──────── SOURCE

Researchers from the University of California, Riverside, and the University of Southern Queensland have published their findings in the Astrophysical Journal.
The moons they spotted are believed to be capable of supporting life, and their work is going to help towards designing a telescope which will scan their atmospheres for biosignatures – the tell-tale signs of life.
Thousands of exoplanets – planets in other solar systems – have been discovered since NASA’s Kepler telescope was launched in 2009.
One of Kepler’s primary objectives is identifying planets within the habitable zones of their stars, the just-right temperature range for liquid water to exist.
Terrestrial (or rocky) planets are the prime targets in this quest to find life because they are expected to be similar to Earth, but astronomers are also looking at gas giants.
Planets like Jupiter are not candidates for life themselves, but if they are within the habitable zone, they could be home to rocky moons – called exomoons – which could sustain life.

────────────────
──────── EXCERPTED DATA

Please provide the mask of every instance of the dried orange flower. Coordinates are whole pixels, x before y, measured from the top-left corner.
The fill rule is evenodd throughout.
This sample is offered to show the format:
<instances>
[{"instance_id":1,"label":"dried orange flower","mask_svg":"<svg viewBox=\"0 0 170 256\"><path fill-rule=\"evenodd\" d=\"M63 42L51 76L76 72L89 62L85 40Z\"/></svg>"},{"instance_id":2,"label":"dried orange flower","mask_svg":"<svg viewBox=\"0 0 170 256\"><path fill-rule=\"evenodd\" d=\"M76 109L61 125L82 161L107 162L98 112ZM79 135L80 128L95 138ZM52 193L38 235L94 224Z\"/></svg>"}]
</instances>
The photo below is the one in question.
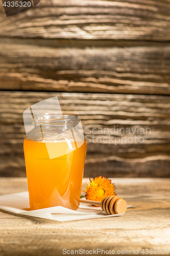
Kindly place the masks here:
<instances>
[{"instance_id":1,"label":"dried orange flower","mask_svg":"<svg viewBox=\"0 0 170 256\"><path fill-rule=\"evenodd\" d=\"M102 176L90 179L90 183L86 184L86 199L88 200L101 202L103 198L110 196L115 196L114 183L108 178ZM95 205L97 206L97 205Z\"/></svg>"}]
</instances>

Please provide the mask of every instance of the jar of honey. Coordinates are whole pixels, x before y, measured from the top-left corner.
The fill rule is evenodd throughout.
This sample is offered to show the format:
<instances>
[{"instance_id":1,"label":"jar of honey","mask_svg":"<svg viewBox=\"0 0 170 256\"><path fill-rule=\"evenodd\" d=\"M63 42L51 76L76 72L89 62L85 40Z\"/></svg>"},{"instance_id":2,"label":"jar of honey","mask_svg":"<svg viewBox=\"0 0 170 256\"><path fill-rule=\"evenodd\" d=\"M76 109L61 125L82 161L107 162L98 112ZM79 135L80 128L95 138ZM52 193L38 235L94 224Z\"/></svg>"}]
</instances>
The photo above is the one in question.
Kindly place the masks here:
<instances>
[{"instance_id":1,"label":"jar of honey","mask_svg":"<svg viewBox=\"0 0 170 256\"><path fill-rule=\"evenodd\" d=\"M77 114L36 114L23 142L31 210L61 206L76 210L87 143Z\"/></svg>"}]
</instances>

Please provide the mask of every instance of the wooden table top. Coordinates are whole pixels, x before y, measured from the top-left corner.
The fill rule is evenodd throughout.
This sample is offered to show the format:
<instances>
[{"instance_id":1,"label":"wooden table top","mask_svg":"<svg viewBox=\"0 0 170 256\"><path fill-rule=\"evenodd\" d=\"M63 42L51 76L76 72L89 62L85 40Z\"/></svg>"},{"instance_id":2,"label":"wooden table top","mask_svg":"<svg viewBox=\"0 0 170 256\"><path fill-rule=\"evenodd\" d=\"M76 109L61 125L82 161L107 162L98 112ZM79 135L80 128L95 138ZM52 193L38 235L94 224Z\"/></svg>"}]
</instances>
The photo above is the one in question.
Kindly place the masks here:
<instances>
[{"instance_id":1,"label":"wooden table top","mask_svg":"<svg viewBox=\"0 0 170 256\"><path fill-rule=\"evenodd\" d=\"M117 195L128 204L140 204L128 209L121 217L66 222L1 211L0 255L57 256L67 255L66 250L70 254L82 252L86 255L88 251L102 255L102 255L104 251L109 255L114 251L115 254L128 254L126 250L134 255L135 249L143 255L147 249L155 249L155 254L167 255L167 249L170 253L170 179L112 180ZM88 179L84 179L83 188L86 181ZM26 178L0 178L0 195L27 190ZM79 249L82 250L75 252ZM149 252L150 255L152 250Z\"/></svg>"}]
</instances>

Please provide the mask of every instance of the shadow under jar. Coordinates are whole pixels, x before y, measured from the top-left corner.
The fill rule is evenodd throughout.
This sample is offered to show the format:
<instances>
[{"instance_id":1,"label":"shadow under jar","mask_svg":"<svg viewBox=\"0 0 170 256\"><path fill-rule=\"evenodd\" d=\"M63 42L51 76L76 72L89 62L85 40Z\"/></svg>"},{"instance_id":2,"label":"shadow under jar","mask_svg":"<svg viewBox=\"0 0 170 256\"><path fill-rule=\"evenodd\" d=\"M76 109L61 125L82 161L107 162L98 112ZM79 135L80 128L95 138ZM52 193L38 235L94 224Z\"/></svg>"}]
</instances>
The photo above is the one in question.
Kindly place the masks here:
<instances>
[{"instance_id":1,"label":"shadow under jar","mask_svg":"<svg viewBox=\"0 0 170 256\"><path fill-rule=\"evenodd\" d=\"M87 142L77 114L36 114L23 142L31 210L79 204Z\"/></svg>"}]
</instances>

────────────────

* [WHAT IS REQUIRED]: Reproduce the stretch of the exomoon passage from "Thousands of exoplanets" through "water to exist.". None of this data is required.

* [SOLVED EXERCISE]:
Thousands of exoplanets – planets in other solar systems – have been discovered since NASA’s Kepler telescope was launched in 2009.
One of Kepler’s primary objectives is identifying planets within the habitable zones of their stars, the just-right temperature range for liquid water to exist.